BEGIN Given text

# What is a Euro OEM floating rotor?



## ALEV8 (Oct 3, 2003)

I was checking out www.ufmotorsoprt.com and i noticed the "floating rotors" for sale at like $250 a pair. What is a floating euro rtor and why would I want one? :dunno:


----------



## mottati (Apr 15, 2003)

*they must be very light.....*



ALEV8 said:


> I was checking out www.ufmotorsoprt.com and i noticed the "floating rotors" for sale at like $250 a pair. What is a floating euro rtor and why would I want one? :dunno:


Actually, i believe with a floating rotor, the rotor and hub are 2 distinct pieces, the rotor is often attatched to the hub with pins, which allows the hub and rotor to expand/contract at different rates, and not transfer brake rotor heat to the wheel hub and bearings.

I've read BMWNA's take on it is the second or third owner may not replace them with a brake job, due to their higher cost, and be stuck with a liability issue if they shatter well beyond their designed lifespan.

Mike
98 528i
00 M5


----------



## DZeckhausen (Mar 11, 2003)

ALEV8 said:


> I was checking out www.ufmotorsoprt.com and i noticed the "floating rotors" for sale at like $250 a pair. What is a floating euro rtor and why would I want one? :dunno:


Unless you've upgraded your calipers and rotors already to the M5 set-up, you can't use these floating rotors. They are only for the M5, since they are 2mm thicker and 21mm larger diameter. In Europe, the M5 gets these floating rotors, whereas in the USA and Canada, they get the one-piece iron rotors.

END Given text
BEGIN Input material

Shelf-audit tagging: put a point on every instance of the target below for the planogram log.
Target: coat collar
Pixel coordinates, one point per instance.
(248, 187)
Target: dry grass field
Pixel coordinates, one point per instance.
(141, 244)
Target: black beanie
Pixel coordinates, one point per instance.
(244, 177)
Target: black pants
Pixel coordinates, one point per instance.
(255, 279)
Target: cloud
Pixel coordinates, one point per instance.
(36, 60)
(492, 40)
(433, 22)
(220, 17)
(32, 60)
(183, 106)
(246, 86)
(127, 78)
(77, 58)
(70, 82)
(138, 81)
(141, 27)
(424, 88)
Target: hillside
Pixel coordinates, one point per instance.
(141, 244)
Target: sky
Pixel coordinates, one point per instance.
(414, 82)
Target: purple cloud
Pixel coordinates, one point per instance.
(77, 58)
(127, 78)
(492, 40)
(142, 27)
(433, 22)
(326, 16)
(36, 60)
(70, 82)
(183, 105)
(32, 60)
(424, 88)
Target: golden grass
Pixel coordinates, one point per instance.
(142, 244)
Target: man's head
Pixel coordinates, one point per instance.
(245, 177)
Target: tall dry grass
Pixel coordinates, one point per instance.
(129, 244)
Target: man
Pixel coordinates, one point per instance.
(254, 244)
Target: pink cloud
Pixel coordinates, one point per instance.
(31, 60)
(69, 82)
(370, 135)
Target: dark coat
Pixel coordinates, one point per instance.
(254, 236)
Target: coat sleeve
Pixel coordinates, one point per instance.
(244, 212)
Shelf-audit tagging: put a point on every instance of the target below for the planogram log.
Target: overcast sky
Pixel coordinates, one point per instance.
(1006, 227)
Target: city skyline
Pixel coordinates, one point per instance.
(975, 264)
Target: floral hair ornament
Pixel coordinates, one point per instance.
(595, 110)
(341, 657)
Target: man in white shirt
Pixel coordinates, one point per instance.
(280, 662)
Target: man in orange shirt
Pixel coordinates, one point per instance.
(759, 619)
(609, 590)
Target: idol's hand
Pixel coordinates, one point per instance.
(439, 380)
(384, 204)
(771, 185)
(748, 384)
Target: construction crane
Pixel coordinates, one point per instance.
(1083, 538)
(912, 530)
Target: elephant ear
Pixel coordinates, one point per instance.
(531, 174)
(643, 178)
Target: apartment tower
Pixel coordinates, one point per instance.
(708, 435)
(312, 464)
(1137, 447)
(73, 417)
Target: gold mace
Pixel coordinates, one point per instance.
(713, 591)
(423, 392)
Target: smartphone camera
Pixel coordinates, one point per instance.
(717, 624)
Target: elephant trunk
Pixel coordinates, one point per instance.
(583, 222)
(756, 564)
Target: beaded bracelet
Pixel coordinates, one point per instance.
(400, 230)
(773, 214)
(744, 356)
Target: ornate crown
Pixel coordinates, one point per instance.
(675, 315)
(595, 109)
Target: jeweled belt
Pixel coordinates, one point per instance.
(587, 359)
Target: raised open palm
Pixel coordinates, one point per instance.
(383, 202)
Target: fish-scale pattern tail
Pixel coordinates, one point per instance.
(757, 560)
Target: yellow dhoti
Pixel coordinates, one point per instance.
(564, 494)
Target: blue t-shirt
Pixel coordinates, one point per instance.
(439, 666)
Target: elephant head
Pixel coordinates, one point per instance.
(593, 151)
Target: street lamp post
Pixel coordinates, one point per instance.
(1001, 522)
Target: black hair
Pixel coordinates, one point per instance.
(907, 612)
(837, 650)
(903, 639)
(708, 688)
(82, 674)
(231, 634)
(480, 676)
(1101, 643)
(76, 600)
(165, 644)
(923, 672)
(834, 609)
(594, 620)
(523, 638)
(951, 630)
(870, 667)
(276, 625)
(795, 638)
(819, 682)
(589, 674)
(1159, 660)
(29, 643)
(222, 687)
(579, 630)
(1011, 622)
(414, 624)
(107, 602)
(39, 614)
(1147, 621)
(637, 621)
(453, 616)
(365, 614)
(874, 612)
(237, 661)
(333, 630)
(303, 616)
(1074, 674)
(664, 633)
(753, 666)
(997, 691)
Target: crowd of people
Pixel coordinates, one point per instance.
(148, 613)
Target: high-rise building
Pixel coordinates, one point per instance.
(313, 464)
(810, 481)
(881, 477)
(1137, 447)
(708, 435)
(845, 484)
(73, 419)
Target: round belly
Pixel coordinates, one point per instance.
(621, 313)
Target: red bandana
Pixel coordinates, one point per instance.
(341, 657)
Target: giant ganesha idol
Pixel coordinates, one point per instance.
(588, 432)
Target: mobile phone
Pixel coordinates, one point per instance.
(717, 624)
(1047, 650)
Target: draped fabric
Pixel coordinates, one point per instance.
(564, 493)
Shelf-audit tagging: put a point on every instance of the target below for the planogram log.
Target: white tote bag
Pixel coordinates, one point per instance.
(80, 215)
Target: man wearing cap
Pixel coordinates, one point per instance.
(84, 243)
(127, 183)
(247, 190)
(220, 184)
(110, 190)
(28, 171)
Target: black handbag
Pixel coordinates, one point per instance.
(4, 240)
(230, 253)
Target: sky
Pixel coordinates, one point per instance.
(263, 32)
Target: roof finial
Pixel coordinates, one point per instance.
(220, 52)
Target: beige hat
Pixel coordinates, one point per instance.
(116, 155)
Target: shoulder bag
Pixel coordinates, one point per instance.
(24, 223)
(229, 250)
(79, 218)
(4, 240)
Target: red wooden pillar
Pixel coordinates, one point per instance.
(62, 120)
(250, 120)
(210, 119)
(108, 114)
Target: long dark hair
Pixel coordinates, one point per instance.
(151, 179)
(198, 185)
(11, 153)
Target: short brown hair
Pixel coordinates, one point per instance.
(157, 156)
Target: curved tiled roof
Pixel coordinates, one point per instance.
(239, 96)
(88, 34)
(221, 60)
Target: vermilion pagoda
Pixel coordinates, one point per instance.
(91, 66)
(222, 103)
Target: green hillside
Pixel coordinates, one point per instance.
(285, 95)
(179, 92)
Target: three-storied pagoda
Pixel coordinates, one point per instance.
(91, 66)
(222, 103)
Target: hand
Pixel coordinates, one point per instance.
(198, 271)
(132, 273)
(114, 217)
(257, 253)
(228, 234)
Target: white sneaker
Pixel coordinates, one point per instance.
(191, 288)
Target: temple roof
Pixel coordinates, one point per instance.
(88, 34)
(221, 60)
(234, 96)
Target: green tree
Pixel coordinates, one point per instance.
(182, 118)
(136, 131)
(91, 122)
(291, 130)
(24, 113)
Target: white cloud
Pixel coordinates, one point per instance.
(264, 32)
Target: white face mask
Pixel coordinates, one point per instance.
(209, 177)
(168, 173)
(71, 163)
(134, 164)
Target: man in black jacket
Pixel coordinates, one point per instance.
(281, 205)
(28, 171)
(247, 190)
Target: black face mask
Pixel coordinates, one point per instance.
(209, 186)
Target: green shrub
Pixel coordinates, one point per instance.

END Input material

• [Actions to take]:
A) From the listing, quote everything from the line containing "Target: raised open palm" down to the line containing "(1001, 522)", with both of those lines included.
B) Continue the forum thread on floating brake rotors from the point where it stops.
The forum thread and the listing are separate pieces of material.

• [Responses]:
A)
Target: raised open palm
Pixel coordinates, one point per instance.
(383, 202)
Target: fish-scale pattern tail
Pixel coordinates, one point per instance.
(757, 560)
Target: yellow dhoti
Pixel coordinates, one point per instance.
(564, 494)
Target: blue t-shirt
Pixel coordinates, one point per instance.
(439, 666)
Target: elephant head
Pixel coordinates, one point per instance.
(593, 151)
Target: street lamp post
Pixel coordinates, one point per instance.
(1001, 522)

B)
You would want them (if you had an M5) because they are several pounds lighter and they don't distort (form a slight cone shape) under track conditions, because they are free to expand and contract without being constrained.

These are not like the Brembo or StopTech floating rotors in which the center aluminum hat can be unbolted from the iron rotor section.









*Brembo rotor bolted to aluminum hat*

When this Euro-rotor wears out, the entire thing gets replaced. It's a mass produced floating rotor (rather clever design, actually) and has a few problems.




























As you can see, after the aluminum is poured into the mold and cooled, forming the hat, the pins are firmly embedded into the hat. However, they slide in and out of the iron rotor (also called "friction ring"). If a pin gets seized, it will not allow the rotor to expand evenly when it gets hot, resulting in a distortion and vibration problems after the brakes warm up. BMW AG actually recommended that folks who had problems with brake vibration should switch to the "American" one-piece rotors.

The grass is always greener on the other side of the pond!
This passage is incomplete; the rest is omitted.